[Dataset items]
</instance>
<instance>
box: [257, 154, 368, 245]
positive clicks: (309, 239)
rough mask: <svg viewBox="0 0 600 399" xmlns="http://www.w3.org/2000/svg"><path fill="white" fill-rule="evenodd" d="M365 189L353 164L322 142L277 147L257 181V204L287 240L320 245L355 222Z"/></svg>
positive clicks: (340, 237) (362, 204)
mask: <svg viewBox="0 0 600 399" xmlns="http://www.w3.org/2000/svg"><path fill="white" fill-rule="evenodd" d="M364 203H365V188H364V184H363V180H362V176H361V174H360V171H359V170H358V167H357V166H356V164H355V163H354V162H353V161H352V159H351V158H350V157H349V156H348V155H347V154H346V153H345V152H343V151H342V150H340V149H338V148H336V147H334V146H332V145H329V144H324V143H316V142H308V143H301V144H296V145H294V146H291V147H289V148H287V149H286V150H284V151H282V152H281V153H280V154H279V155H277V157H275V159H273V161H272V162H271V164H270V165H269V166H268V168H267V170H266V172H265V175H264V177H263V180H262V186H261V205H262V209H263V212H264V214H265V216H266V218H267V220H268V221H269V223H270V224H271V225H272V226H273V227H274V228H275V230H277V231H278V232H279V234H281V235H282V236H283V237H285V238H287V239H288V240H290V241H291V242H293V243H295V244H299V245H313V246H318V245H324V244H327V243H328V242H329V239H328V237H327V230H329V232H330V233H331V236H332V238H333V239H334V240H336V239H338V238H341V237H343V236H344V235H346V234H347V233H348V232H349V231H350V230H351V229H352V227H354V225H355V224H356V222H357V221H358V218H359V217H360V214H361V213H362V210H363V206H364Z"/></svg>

* * *

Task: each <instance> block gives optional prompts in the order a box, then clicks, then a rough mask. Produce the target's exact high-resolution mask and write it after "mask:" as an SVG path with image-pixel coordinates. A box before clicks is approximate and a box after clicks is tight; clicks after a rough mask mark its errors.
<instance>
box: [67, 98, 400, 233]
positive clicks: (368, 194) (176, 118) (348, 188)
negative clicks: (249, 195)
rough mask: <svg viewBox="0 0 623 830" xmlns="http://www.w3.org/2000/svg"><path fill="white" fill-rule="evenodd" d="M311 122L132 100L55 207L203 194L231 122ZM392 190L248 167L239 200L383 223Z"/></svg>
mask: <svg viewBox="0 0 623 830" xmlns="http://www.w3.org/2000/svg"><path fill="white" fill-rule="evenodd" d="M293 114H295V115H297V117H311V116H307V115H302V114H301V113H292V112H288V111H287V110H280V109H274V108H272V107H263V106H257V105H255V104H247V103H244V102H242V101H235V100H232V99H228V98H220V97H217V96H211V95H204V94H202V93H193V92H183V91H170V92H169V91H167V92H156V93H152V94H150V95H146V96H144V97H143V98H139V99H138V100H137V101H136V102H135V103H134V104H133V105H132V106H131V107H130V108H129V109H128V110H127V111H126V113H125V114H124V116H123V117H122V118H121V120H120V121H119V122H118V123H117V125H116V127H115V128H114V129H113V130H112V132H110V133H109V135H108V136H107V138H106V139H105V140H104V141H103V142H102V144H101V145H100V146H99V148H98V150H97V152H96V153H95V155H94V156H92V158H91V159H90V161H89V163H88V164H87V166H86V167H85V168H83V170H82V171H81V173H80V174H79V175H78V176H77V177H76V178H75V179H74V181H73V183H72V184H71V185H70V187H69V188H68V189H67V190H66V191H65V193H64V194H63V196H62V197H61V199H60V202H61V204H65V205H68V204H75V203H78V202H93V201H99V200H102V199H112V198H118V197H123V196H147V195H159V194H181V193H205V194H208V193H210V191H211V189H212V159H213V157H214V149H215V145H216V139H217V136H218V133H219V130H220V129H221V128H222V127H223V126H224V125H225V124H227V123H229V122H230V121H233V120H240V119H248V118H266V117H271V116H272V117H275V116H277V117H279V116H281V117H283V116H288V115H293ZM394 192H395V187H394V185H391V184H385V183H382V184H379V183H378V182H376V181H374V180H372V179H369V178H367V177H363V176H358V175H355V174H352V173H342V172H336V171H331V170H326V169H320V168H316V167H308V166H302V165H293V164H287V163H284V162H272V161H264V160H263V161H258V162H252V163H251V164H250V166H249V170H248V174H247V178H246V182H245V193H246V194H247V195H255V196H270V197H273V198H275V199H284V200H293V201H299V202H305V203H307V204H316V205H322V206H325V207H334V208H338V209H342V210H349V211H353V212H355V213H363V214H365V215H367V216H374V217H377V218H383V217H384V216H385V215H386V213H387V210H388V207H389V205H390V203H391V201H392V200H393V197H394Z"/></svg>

_DIRECTIONS:_ Search the records for the string "instance", and copy every line that holds it.

_COMPLETED TASK:_
</instance>
<instance>
Task: each <instance> block gives optional prompts in the order a box, then clicks, then a rough mask. Produce the target's exact high-resolution mask and write it after "mask:" as an SVG path with image-pixel coordinates. A box before clicks is approximate and a box after clicks is tight; clicks after a rough mask mark its errors.
<instance>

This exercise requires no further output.